#### Exercise brief:
Search the records for the string "function" and report how many lines contain it, with nothing else.

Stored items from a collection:

* * * * * * * * *

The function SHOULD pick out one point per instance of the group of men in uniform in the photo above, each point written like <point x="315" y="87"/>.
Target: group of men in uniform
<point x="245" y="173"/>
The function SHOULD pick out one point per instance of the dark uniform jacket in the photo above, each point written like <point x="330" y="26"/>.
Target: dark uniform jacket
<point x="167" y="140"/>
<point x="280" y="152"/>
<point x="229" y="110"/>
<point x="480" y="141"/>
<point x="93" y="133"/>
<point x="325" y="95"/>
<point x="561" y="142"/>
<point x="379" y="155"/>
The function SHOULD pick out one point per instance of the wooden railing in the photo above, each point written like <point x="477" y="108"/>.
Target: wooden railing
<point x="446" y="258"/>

* * * * * * * * *

#### Expected answer:
3